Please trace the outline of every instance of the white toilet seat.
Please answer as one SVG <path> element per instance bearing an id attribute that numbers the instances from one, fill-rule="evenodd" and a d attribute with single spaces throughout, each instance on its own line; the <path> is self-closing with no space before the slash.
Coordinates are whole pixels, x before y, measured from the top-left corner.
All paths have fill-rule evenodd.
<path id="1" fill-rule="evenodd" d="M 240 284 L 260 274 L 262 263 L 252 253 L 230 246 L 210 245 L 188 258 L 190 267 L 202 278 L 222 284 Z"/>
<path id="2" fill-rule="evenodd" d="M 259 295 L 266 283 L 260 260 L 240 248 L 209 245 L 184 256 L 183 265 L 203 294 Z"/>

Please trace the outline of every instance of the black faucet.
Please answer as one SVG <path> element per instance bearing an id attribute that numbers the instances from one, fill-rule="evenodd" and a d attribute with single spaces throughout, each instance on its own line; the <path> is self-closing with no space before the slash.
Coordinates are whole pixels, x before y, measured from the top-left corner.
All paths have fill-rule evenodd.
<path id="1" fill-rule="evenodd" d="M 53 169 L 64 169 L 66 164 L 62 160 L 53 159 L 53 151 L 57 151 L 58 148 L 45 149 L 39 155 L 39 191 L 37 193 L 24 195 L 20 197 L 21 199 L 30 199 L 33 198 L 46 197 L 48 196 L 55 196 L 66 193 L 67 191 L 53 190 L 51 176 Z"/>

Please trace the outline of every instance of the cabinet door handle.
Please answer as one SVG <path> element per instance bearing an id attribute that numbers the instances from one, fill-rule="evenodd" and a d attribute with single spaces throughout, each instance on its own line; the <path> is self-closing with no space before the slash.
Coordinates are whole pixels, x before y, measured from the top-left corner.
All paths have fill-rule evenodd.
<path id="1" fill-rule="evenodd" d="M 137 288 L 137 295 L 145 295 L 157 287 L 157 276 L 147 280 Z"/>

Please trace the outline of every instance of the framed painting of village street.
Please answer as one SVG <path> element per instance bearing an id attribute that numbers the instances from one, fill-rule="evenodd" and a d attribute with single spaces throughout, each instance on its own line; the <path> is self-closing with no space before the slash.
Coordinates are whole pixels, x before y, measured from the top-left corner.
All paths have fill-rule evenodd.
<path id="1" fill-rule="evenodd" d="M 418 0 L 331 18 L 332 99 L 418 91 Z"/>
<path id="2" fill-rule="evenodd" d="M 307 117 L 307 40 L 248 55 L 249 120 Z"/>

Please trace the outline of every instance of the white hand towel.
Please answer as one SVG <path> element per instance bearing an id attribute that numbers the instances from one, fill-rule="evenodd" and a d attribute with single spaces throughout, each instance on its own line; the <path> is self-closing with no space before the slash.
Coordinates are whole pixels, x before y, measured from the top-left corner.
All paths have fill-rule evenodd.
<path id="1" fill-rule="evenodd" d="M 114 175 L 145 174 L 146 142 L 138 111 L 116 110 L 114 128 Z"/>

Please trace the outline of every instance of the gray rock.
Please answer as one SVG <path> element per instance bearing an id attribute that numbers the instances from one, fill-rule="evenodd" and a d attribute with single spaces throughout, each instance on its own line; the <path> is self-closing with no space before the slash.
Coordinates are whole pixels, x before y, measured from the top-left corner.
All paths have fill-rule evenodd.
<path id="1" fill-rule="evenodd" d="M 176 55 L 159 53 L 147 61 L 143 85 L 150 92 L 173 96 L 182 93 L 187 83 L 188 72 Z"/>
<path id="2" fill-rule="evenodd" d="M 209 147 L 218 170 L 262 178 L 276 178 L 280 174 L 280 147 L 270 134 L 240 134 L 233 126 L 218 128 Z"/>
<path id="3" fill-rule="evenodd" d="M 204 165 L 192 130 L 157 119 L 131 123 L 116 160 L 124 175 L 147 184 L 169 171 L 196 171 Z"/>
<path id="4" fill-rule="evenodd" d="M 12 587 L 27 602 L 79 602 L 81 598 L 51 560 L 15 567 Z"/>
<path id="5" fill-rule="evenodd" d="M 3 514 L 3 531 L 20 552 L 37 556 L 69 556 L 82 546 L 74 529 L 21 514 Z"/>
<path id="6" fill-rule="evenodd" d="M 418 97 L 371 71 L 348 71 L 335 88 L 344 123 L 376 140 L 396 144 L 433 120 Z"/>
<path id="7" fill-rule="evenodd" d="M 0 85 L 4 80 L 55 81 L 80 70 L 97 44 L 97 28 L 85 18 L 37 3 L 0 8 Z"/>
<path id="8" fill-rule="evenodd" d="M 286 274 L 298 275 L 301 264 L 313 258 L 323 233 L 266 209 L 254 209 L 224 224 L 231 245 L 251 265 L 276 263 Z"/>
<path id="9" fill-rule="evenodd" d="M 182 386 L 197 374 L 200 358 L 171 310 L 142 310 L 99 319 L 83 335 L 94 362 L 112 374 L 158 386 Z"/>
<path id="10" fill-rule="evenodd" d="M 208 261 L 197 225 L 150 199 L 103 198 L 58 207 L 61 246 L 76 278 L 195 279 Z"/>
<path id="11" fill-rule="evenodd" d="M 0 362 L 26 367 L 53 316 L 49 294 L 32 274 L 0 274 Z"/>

Exercise prompt:
Can you reproduce, word for word, everything from the line holding "Please trace the outline of every instance of the gray" through the end of the records, including that line?

Exercise result:
Please trace the outline of every instance of the gray rock.
Please answer as one SVG <path> element per instance bearing an id attribute that numbers the instances from one, fill-rule="evenodd" and a d attribute with single spaces throughout, each instance on its own line; the <path> is self-closing with no space before the slash.
Coordinates are whole pixels, x before y, measured from the top-left corner.
All paths have fill-rule evenodd.
<path id="1" fill-rule="evenodd" d="M 176 55 L 159 53 L 147 61 L 143 85 L 150 92 L 173 96 L 182 93 L 187 83 L 188 72 Z"/>
<path id="2" fill-rule="evenodd" d="M 209 147 L 218 170 L 262 178 L 276 178 L 280 174 L 280 147 L 270 134 L 240 134 L 233 126 L 218 128 Z"/>
<path id="3" fill-rule="evenodd" d="M 204 165 L 192 130 L 157 119 L 131 123 L 116 160 L 124 175 L 147 184 L 169 171 L 196 171 Z"/>
<path id="4" fill-rule="evenodd" d="M 12 587 L 27 602 L 79 602 L 81 598 L 51 560 L 15 567 Z"/>
<path id="5" fill-rule="evenodd" d="M 3 514 L 3 531 L 20 552 L 37 556 L 69 556 L 82 546 L 74 529 L 21 514 Z"/>
<path id="6" fill-rule="evenodd" d="M 418 97 L 371 71 L 348 71 L 335 88 L 344 123 L 376 140 L 396 144 L 433 120 Z"/>
<path id="7" fill-rule="evenodd" d="M 0 85 L 4 80 L 55 81 L 80 70 L 97 44 L 97 28 L 85 18 L 37 3 L 0 8 Z"/>
<path id="8" fill-rule="evenodd" d="M 286 274 L 298 275 L 301 264 L 313 258 L 323 233 L 266 209 L 254 209 L 224 224 L 231 245 L 251 265 L 276 263 Z"/>
<path id="9" fill-rule="evenodd" d="M 182 386 L 197 374 L 200 358 L 171 310 L 142 310 L 99 319 L 83 335 L 94 362 L 112 374 L 158 386 Z"/>
<path id="10" fill-rule="evenodd" d="M 208 261 L 197 225 L 150 199 L 103 198 L 58 207 L 61 246 L 76 278 L 195 279 Z"/>
<path id="11" fill-rule="evenodd" d="M 0 362 L 26 367 L 53 316 L 49 294 L 32 274 L 0 274 Z"/>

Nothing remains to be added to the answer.